» GIVEN EXERCISE
Copy the listing below word for word, from the first line to the last, and leave out the pictures.

--- Start ---

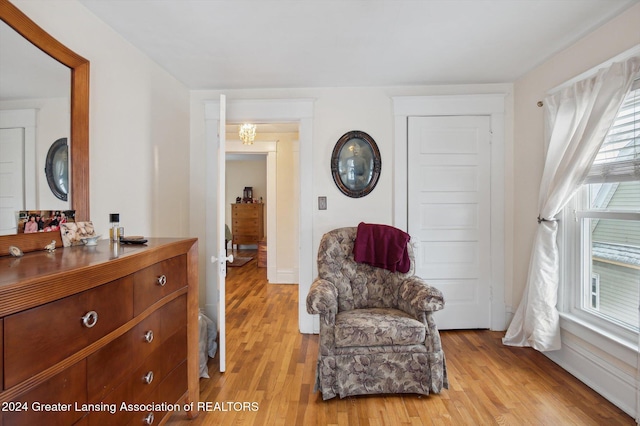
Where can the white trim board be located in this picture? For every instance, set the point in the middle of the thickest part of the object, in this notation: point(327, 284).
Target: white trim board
point(276, 111)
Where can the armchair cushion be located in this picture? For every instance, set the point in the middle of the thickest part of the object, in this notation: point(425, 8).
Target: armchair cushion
point(377, 327)
point(377, 331)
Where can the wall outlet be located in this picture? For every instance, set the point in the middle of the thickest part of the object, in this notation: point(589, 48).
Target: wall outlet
point(322, 203)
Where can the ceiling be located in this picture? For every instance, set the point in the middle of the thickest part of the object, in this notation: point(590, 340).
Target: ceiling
point(233, 44)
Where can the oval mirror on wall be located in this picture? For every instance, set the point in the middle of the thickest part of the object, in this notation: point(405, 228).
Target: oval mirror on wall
point(57, 168)
point(356, 164)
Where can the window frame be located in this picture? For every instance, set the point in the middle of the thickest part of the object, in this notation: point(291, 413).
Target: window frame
point(574, 270)
point(576, 275)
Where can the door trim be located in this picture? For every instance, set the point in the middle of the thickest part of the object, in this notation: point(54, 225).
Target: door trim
point(280, 111)
point(492, 105)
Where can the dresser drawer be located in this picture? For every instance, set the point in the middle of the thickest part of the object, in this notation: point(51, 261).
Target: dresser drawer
point(157, 281)
point(246, 227)
point(54, 401)
point(116, 361)
point(169, 391)
point(41, 337)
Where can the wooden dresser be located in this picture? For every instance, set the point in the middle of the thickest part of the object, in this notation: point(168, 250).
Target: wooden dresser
point(247, 223)
point(99, 335)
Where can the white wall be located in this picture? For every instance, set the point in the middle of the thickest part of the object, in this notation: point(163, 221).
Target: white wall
point(528, 157)
point(607, 365)
point(336, 111)
point(139, 125)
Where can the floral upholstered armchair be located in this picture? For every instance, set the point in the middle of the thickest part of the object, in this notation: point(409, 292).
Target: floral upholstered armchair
point(377, 331)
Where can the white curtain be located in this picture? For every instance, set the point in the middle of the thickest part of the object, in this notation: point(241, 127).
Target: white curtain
point(578, 118)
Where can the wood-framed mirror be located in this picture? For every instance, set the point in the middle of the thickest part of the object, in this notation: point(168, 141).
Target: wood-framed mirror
point(79, 125)
point(356, 164)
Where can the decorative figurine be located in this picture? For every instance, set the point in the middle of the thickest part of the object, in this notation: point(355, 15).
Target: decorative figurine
point(51, 247)
point(15, 251)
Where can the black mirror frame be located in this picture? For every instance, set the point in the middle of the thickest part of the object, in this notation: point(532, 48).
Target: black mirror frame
point(59, 147)
point(335, 163)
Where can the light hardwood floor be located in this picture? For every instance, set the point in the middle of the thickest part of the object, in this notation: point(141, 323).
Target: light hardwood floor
point(271, 369)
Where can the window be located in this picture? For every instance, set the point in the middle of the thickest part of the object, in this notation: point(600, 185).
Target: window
point(606, 234)
point(595, 291)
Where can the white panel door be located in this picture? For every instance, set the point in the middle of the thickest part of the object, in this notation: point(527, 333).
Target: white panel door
point(449, 213)
point(12, 181)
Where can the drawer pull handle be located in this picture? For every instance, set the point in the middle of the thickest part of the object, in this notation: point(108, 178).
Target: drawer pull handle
point(148, 419)
point(90, 319)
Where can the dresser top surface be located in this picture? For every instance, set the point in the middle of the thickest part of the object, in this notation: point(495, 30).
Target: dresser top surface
point(41, 276)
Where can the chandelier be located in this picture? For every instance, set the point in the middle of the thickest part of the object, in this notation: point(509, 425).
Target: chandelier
point(247, 133)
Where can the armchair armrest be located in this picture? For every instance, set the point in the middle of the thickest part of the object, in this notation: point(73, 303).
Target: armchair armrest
point(322, 298)
point(415, 295)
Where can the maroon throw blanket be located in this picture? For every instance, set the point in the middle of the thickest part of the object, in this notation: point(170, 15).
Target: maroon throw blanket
point(382, 246)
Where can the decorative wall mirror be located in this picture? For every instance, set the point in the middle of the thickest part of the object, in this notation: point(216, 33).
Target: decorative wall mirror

--- End ---

» TASK ANSWER
Where can the white trim board be located in this picture? For every instance, set the point in the middle of the thickest part of the object, in this notation: point(327, 284).
Target: white trim board
point(276, 111)
Where can the armchair cushion be located in this picture? For every instance, set the point in the middle of the thickest part of the object, in this notation: point(425, 8).
Target: armchair cushion
point(377, 327)
point(377, 331)
Where can the wall outlet be located in this picture? For every instance, set the point in the middle of the thickest part of the object, in this notation: point(589, 48).
Target: wall outlet
point(322, 203)
Where can the ceiling be located in this picture? For every instance, set the point in the middle of the thickest part of the object, in this notation: point(590, 340).
Target: ceiling
point(233, 44)
Where can the oval mirror on wall be located in this picture? For every instance, set the point in the middle of the thickest part of the object, in this notation: point(405, 228).
Target: oval mirror on wall
point(57, 168)
point(356, 164)
Where can the window frame be located in this picture? For every instance, set the point in the middle of the thickest part of the object, in this notation: point(291, 413).
Target: window frame
point(574, 270)
point(576, 275)
Where can the door trim be located in this picture? For every instance, set the point in the middle of the thickest part of the object, in this notation: point(54, 225).
Target: door trim
point(280, 111)
point(492, 105)
Where can the dresser drawer be located in this picture? For every instance, set the point in the middle of the thickest part of the object, in this notation: point(51, 261).
Target: dresser drawer
point(157, 281)
point(246, 227)
point(54, 401)
point(116, 361)
point(169, 391)
point(41, 337)
Where can the wooden dresser be located in this picture? For every instance, set the point in the middle of the thickest part of the object, in this notation: point(168, 250).
Target: wooden dresser
point(247, 223)
point(99, 335)
Where can the white wall be located in this picture? For every instance, set the point in the middle of the thickest part of the object, in this notation: point(163, 221).
Target: white wall
point(528, 157)
point(607, 365)
point(336, 111)
point(139, 125)
Where can the floral upholstered armchair be located in this picture? For every instance, set the point in the middle of the thickest part of the object, in this notation: point(409, 292).
Target: floral upholstered armchair
point(377, 331)
Where can the white curtain be located in this picture? For every instance, set the point in the middle of the thickest part of the object, in this notation: point(241, 127).
Target: white curtain
point(578, 118)
Where can the wood-framed mirror be located in this picture? For every instance, set the point in the middle of the thickest part of the object, in this notation: point(168, 141).
Target: wood-framed mirror
point(79, 125)
point(356, 164)
Where can the decorative figurine be located in this picture? For every instance, set the point in the middle of the thickest part of the object, in this notation: point(355, 15).
Target: decorative figurine
point(51, 247)
point(15, 251)
Where can the black mirror frame be located in this picture? For every instance, set the point in the middle of the thickest part of the object, in this notation: point(532, 48).
Target: black mirror frame
point(59, 147)
point(335, 163)
Where can the light hardwood floor be located in this picture? For every instance, set the point in the middle of the thickest part of the object, in this notation: point(141, 323).
Target: light hardwood floor
point(271, 369)
Where can the window be located in this picture? For every instance, set the point in the middle of the thickest part of the object, in this notation: point(600, 185).
Target: window
point(606, 234)
point(595, 291)
Where can the white panel door be located in this picture? For every instance, set the point in the middle of the thickest part of the object, in this notation: point(527, 333).
Target: white panel door
point(449, 213)
point(12, 181)
Where can the drawer pull handle be located in this picture? For every instance, set the point in the middle of the thickest part of the object, in this notation: point(108, 178).
Target: drawer pull handle
point(148, 419)
point(90, 319)
Where can the dresser top surface be located in this picture? For every instance, set the point in the middle of the thickest part of the object, in this notation: point(495, 30).
Target: dresser top surface
point(41, 276)
Where can the chandelier be located in this picture? For every instance, set the point in the middle of the thickest part of the object, in this notation: point(509, 425).
Target: chandelier
point(247, 133)
Where can the armchair armrest be located in this picture? For every instance, set the point in the middle of the thickest part of the object, in this notation: point(73, 303).
Target: armchair armrest
point(322, 298)
point(415, 295)
Where can the maroon throw blanket be located in this picture? For every instance, set the point in the middle of the thickest part of the object, in this notation: point(170, 15).
Target: maroon throw blanket
point(382, 246)
Where can the decorative wall mirror be located in this picture? For every instance, set the point in the middle of the thickest part of the object, in this notation: point(216, 33).
Target: decorative wall mirror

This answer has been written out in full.